▸ **What is asked**
Skip the pictures. Reproduce all other material exactly.

Items from a dataset:
--------------------------------

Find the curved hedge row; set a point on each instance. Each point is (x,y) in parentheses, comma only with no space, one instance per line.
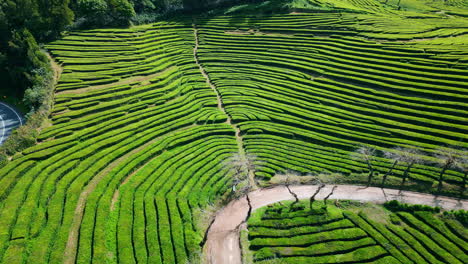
(340,233)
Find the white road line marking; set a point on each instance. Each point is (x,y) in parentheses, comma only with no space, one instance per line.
(19,118)
(3,130)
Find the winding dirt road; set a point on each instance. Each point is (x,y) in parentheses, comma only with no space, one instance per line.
(222,245)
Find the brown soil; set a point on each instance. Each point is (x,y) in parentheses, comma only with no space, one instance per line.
(239,139)
(222,246)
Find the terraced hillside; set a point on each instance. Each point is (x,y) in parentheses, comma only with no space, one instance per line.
(353,233)
(145,119)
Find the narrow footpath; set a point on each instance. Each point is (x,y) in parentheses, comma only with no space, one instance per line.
(222,245)
(240,143)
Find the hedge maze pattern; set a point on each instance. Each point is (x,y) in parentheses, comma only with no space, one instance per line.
(137,141)
(289,233)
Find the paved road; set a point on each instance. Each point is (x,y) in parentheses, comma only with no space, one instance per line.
(222,245)
(9,120)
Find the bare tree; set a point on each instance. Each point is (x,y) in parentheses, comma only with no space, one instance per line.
(242,165)
(328,196)
(446,159)
(392,156)
(462,164)
(368,155)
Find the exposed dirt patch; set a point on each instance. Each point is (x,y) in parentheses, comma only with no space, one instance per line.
(240,143)
(222,245)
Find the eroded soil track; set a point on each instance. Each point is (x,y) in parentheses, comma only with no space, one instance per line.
(222,246)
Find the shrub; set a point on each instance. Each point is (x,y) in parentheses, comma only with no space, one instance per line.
(394,205)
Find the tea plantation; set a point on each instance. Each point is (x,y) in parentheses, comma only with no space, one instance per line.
(146,117)
(348,232)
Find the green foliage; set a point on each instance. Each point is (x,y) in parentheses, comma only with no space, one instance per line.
(277,232)
(395,205)
(121,11)
(460,215)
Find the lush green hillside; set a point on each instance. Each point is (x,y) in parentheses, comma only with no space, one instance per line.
(145,119)
(349,232)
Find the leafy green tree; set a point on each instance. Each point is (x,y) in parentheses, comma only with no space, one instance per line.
(95,12)
(121,11)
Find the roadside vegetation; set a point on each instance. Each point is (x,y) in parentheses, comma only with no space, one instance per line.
(347,231)
(150,125)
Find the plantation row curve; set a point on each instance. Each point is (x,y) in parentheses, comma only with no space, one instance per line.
(340,231)
(139,139)
(296,236)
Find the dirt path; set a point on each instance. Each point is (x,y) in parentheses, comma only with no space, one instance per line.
(222,246)
(140,78)
(240,143)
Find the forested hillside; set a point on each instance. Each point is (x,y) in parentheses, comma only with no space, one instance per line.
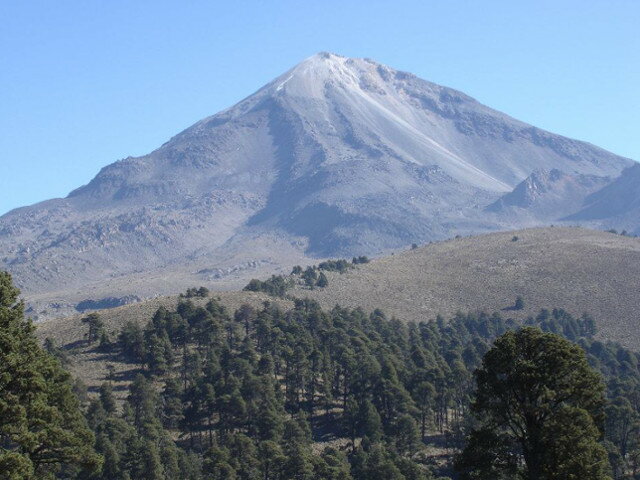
(307,393)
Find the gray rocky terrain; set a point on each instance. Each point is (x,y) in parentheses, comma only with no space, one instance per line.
(336,157)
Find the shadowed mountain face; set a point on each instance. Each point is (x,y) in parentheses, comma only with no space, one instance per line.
(618,202)
(338,156)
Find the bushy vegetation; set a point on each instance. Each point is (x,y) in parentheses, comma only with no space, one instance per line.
(201,292)
(276,286)
(305,394)
(265,386)
(42,430)
(311,277)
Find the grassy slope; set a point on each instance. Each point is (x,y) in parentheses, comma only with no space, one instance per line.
(575,269)
(90,365)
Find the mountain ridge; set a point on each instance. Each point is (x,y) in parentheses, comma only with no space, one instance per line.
(337,156)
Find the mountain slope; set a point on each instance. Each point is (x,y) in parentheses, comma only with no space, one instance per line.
(618,203)
(548,194)
(338,156)
(576,269)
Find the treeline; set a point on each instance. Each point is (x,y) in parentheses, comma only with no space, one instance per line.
(274,395)
(311,277)
(254,394)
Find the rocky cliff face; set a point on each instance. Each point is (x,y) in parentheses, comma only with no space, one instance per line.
(337,156)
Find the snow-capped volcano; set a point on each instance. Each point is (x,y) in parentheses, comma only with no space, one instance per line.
(337,156)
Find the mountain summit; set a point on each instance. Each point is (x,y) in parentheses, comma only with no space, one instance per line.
(337,156)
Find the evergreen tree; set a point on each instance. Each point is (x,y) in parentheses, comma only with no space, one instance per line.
(41,425)
(537,399)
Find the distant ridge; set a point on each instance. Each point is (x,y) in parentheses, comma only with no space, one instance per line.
(336,157)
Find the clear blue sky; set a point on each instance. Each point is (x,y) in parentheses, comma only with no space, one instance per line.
(85,83)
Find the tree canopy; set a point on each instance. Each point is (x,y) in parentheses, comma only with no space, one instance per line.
(540,408)
(42,429)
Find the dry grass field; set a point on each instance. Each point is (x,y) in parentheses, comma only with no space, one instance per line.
(572,268)
(92,366)
(576,269)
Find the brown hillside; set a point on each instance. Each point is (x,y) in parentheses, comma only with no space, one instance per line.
(576,269)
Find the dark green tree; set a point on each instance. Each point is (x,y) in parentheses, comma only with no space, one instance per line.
(539,407)
(41,425)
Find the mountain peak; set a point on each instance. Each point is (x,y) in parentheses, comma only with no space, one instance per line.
(337,156)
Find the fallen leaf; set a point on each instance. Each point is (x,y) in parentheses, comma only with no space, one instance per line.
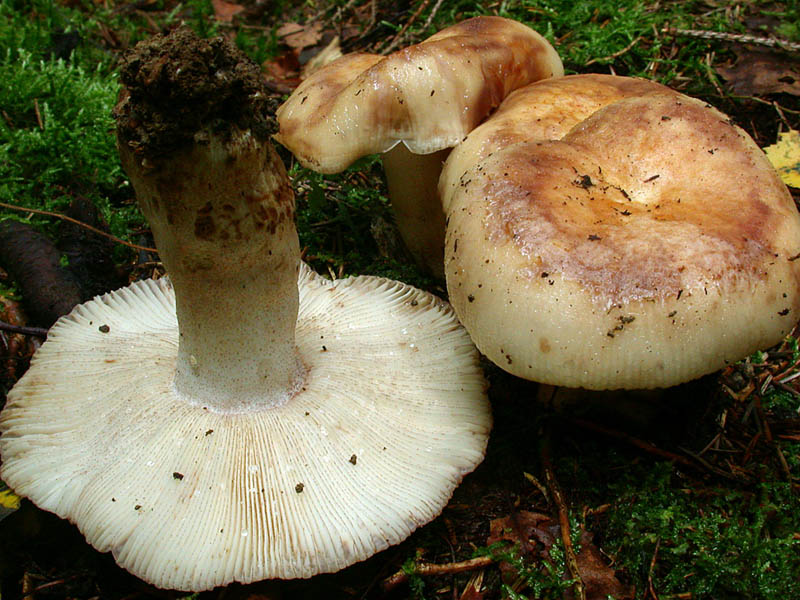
(538,533)
(297,36)
(9,501)
(324,57)
(225,11)
(759,72)
(785,157)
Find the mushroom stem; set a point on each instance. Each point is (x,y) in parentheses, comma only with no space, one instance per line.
(221,212)
(413,181)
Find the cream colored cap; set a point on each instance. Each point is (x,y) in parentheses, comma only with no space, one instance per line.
(392,415)
(546,110)
(649,245)
(429,96)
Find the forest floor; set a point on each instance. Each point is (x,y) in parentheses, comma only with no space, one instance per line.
(688,493)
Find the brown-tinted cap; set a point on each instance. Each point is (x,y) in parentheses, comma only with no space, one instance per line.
(649,245)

--------------------------------

▸ **Full output**
Find the curved hedge row; set a point on each instance. Each point is (x,y) in parentheses, comma only with no space, one instance per line.
(340,233)
Find the white road line marking; set a point on each instance. Each point is (x,y) in parentheses, comma only with no space, one instance per line.
(19,118)
(3,130)
Find the winding dirt road; set a point on each instance. Each point is (x,y) in parentheses, comma only with no space, one instance per line.
(222,245)
Find the brown soil; set a point on each instance. Each point is (x,y) in parentheses, comma only with no space, one instance per line.
(239,139)
(222,246)
Find the terraced hillside; set a point on each instance. Each point is (x,y) in parentheses, comma only with no space, one instance per line.
(353,233)
(145,119)
Find the narrow footpath; set a point on each instance. Each point is (x,y) in parentheses, comma only with no space, one instance per line.
(222,245)
(240,143)
Find the hedge maze pattern; set a point on each instance. Each point is (x,y) in parentheses, comma only with no space, one instance per line.
(137,141)
(289,233)
Find the paved road; set a point on each instance. Each point is (x,y) in parentheses, comma only with no space, one instance per line.
(222,245)
(9,120)
Find the bare tree; set a point on each instance. Each point is (x,y) in parentheses, comma only with no space, one instance per line.
(242,165)
(328,196)
(446,159)
(392,156)
(462,164)
(368,155)
Find the exposed dirt patch; set a point on each instance. Each point is (x,y) in parentheses, comma only with no space, one instance per line.
(240,143)
(222,245)
Find the eroded soil track; set a point on each instance. Each point is (x,y) in parentheses, comma only with no space, one instance per line.
(222,246)
Find the shrub; set a point on each instance. Each point is (x,y) in parentheses, comma only with no space, one instance per line.
(394,205)
Find the tea plantation; set a point on each instance. Each point is (x,y) in parentheses, comma only with no space, one instance per line.
(146,117)
(348,232)
Find the green foliage; set a point on each instance. Each point is (x,y) in parentheses, comma only with no space, one instance per line.
(277,232)
(395,205)
(121,11)
(460,215)
Find the lush green hillside; set a point on each instance. Each point is (x,y) in parentheses, comma only with no space, one instance per line.
(145,119)
(349,232)
Find the leafy green tree; set a point on each instance. Each point is (x,y) in parentheses, comma only with no space, one instance per line.
(95,12)
(121,11)
Find the roadside vegetation; set a point on each instance. Each point is (x,y) in parentheses, comma only with no space, one instance per line.
(347,231)
(150,125)
Find the plantation row curve; set a point on each instance. Each point is (x,y) in parentheses, comma only with no space, one instance per line.
(340,231)
(139,139)
(296,236)
Find the dirt path; set a point on each instance. Each point is (x,y) in parentheses, comma only with no space, one instance per line.
(222,246)
(140,78)
(240,143)
Find the forested hillside; set a point on each instance. Each point is (x,y) in parentheses, comma only with no space, one instance per line.
(307,393)
Find the gray rocky terrain; set a point on each instance. Each point is (x,y) in parentheses, comma only with no space, one instance per line.
(336,157)
Find the shadowed mountain face; set a point on each instance. Each point is (x,y) in parentheses, comma only with no space, one instance per line.
(618,202)
(338,156)
Find the bushy vegetation; set a point on each instance. Each point is (x,y) in parentheses, comma only with no space, one instance per line.
(201,292)
(276,286)
(305,394)
(265,386)
(42,430)
(311,277)
Find the grassy slope; set a point on each instance. Each point is (x,y) in parentheses, comma only with no space, one instance per line.
(575,269)
(90,365)
Find the mountain ridge; set a point on each instance. Each point is (x,y) in parentheses, comma only with no space, one instance per line.
(337,156)
Find the mountain slope; set a point on each instance. Each point is (x,y) in parentheses, comma only with no space, one instance per line.
(618,203)
(548,194)
(338,156)
(576,269)
Find the treeline; set a point on each instance. Each point is (x,y) in parentheses, comma only with no space, one instance per line.
(274,395)
(311,277)
(254,394)
Find the rocky cliff face; set a point on each instance. Each point is (x,y) in parentheses, comma only with no space, one instance per line.
(337,156)
Find the snow-capped volcano; set a point on each instance. Each point is (x,y) in parentheses, comma only with no space, one instance per line.
(337,156)
Find the mountain summit; set a point on each instance. Each point is (x,y) in parentheses, comma only with no space, one instance per line.
(337,156)
Find the evergreen tree; set a point on each instance. Each point is (x,y) in parentheses, comma only with no space, one instance per line.
(41,425)
(537,399)
Find the distant ridge; set a point on each instance. Each point is (x,y) in parentheses, comma only with no space, one instance per line.
(336,157)
Find the clear blue sky; set a point on each instance. Each point is (x,y) in parentheses, comma only with no space, one instance per line.
(85,83)
Find the tree canopy; set a point on each instance. Each point is (x,y) in parentheses, comma only with no space, one instance per line.
(540,408)
(42,429)
Find the dry grass field; set a point on each instance. Each point is (x,y) in parentheses, comma only with no space, one instance per line.
(572,268)
(92,366)
(576,269)
Find the brown hillside; set a point on each instance. Each point is (x,y) in parentheses, comma only with no space, one instance per line.
(576,269)
Find the dark green tree; set a point on each instance. Each point is (x,y) in parentheses, comma only with no space, one instance per line.
(539,407)
(41,425)
Find the mountain peak; set a point on each instance. Each point is (x,y) in parentheses, comma only with no space, one instance per line.
(337,156)
Find the fallen leaf; set a point on each instance. Each point is (x,y) in parentheses, comma only with no space, one instance per line.
(538,533)
(297,36)
(9,501)
(324,57)
(225,11)
(759,72)
(785,157)
Find the mushroom stem; set a point on each instance. Each point is (x,y) in parentheses, comma only with no space, one instance per line.
(221,212)
(413,181)
Find the cream colored cap; set a point on each instance. Each point is (x,y) in parentheses, comma only with no space, one instance per line.
(392,415)
(546,110)
(649,245)
(429,96)
Find the forest floor; set a point on each instance. Each point is (x,y) in parentheses, comma only with no space, one instance per line.
(688,493)
Find the brown-tinted cap; set a point on each instance. Each point is (x,y) in parentheses, comma only with no space, one instance per line.
(649,245)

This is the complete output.